> **Problem statement**: Line by line, set down the records exactly as they appear below.

> **Records provided**:
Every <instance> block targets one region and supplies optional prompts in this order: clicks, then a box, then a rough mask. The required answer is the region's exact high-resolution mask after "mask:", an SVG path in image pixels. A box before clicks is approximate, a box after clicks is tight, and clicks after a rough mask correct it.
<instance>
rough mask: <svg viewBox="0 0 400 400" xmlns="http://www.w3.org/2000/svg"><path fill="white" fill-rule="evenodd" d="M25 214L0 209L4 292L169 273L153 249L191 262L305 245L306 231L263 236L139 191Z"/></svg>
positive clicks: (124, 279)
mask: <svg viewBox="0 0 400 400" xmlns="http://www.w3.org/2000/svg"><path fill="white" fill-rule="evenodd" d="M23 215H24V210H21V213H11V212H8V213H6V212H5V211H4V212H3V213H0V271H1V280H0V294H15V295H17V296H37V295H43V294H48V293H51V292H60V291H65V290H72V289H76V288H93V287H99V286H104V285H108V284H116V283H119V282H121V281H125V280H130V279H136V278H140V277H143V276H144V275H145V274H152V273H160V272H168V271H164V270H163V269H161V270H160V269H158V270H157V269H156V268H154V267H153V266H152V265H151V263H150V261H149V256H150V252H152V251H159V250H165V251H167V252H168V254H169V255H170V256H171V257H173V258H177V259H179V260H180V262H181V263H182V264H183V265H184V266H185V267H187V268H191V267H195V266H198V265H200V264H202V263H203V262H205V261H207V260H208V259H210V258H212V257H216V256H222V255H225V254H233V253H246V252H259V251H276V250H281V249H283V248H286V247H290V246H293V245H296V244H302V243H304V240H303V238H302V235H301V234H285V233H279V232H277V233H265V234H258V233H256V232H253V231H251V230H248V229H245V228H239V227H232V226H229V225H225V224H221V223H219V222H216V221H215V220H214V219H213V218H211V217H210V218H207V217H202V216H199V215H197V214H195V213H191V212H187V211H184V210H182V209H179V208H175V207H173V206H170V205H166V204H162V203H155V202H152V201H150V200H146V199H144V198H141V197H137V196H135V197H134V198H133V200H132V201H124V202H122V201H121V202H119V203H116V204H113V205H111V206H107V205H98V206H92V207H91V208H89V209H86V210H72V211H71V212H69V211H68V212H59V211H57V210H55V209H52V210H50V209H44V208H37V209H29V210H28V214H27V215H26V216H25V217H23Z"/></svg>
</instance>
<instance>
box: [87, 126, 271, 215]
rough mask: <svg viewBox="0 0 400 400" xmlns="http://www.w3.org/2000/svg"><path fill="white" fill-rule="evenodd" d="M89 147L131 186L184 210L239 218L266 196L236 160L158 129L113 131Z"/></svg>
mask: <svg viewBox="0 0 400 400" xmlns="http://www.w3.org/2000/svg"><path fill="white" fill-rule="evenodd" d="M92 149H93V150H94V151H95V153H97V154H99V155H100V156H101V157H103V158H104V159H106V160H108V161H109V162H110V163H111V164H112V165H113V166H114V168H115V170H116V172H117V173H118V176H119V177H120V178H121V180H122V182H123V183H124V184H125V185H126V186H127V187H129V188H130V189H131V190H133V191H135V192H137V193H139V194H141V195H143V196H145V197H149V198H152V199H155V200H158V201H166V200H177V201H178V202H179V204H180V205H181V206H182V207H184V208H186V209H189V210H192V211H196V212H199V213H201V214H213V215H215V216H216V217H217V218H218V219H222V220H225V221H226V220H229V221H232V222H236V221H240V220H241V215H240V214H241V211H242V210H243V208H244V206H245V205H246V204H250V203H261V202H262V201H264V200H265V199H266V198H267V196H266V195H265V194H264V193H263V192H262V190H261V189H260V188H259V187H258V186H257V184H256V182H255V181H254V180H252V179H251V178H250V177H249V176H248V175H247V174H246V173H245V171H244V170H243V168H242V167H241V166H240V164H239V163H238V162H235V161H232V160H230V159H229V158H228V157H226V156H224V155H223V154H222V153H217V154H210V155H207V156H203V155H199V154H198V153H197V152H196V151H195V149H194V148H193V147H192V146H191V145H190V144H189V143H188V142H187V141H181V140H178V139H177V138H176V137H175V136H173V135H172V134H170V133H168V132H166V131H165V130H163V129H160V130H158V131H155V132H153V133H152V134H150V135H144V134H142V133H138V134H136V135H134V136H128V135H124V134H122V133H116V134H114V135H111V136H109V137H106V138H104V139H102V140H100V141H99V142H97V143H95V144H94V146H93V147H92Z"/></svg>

> **Result of this task**:
Every <instance> block targets one region and supplies optional prompts in this order: clicks, then a box, then a rough mask. The required answer is the region's exact high-resolution mask after "mask:", an SVG path in image pixels. A box before clicks is approximate, a box after clicks is tight, and clicks after a rough mask correct it.
<instance>
rough mask: <svg viewBox="0 0 400 400" xmlns="http://www.w3.org/2000/svg"><path fill="white" fill-rule="evenodd" d="M25 214L0 209L4 292L169 273L153 249L191 262L305 245L306 231L263 236L139 191Z"/></svg>
positive clicks: (124, 279)
mask: <svg viewBox="0 0 400 400" xmlns="http://www.w3.org/2000/svg"><path fill="white" fill-rule="evenodd" d="M23 215H24V210H21V213H11V212H8V213H6V212H5V211H4V212H3V213H0V271H1V280H0V294H15V295H17V296H37V295H43V294H48V293H51V292H60V291H65V290H72V289H76V288H93V287H99V286H104V285H108V284H116V283H119V282H121V281H125V280H130V279H136V278H140V277H143V276H144V275H145V274H152V273H160V272H168V271H164V270H163V269H161V270H160V269H158V270H157V269H156V268H154V267H153V266H152V265H151V263H150V261H149V256H150V252H152V251H159V250H165V251H167V252H168V254H169V255H170V256H171V257H173V258H177V259H179V260H180V262H181V263H182V264H183V265H184V266H185V267H187V268H191V267H195V266H198V265H200V264H202V263H203V262H205V261H207V260H208V259H210V258H212V257H216V256H222V255H225V254H233V253H246V252H259V251H276V250H281V249H283V248H286V247H290V246H293V245H296V244H302V243H304V240H303V238H302V235H301V234H285V233H279V232H277V233H265V234H258V233H256V232H253V231H251V230H248V229H245V228H239V227H232V226H229V225H225V224H221V223H219V222H216V221H215V220H214V219H213V218H211V217H210V218H207V217H202V216H199V215H197V214H195V213H191V212H187V211H184V210H182V209H179V208H175V207H173V206H170V205H166V204H162V203H155V202H152V201H150V200H146V199H144V198H141V197H137V196H135V197H134V198H133V200H132V201H124V202H122V201H121V202H119V203H116V204H113V205H111V206H107V205H98V206H92V207H91V208H89V209H86V210H72V211H71V212H69V211H68V212H59V211H57V210H55V209H52V210H50V209H44V208H37V209H29V210H28V214H27V215H26V216H25V217H23Z"/></svg>
</instance>
<instance>
box: [87, 126, 271, 215]
rough mask: <svg viewBox="0 0 400 400" xmlns="http://www.w3.org/2000/svg"><path fill="white" fill-rule="evenodd" d="M89 147L131 186L184 210L239 218L266 196L236 160L158 129L113 131Z"/></svg>
mask: <svg viewBox="0 0 400 400" xmlns="http://www.w3.org/2000/svg"><path fill="white" fill-rule="evenodd" d="M92 149H93V150H94V151H95V153H97V154H99V155H100V156H101V157H103V158H104V159H106V160H108V161H109V162H110V163H111V164H112V165H113V166H114V168H115V170H116V172H117V173H118V176H119V177H120V178H121V180H122V182H123V183H124V184H125V185H126V186H127V187H129V188H130V189H131V190H133V191H135V192H137V193H139V194H141V195H143V196H145V197H149V198H152V199H155V200H158V201H166V200H177V201H178V202H179V204H180V205H181V206H182V207H184V208H186V209H189V210H192V211H196V212H199V213H201V214H213V215H215V216H216V217H217V218H218V219H222V220H225V221H226V220H229V221H232V222H236V221H240V220H241V215H240V214H241V211H242V210H243V208H244V206H245V205H246V204H250V203H261V202H262V201H264V200H265V199H266V198H267V196H266V195H265V194H264V193H263V192H262V190H261V189H260V188H259V187H258V186H257V184H256V182H255V181H254V180H252V179H251V178H250V177H249V176H248V175H247V174H246V173H245V171H244V170H243V168H242V167H241V166H240V164H239V163H238V162H235V161H232V160H230V159H229V158H228V157H226V156H224V155H223V154H222V153H217V154H210V155H207V156H203V155H199V154H198V153H197V152H196V151H195V149H194V148H193V147H192V146H191V145H190V144H189V143H188V142H187V141H181V140H178V139H177V138H176V137H175V136H173V135H172V134H170V133H168V132H166V131H165V130H163V129H160V130H158V131H155V132H153V133H152V134H150V135H144V134H142V133H138V134H136V135H134V136H128V135H124V134H122V133H116V134H114V135H111V136H109V137H106V138H104V139H102V140H100V141H99V142H97V143H95V144H94V146H93V147H92Z"/></svg>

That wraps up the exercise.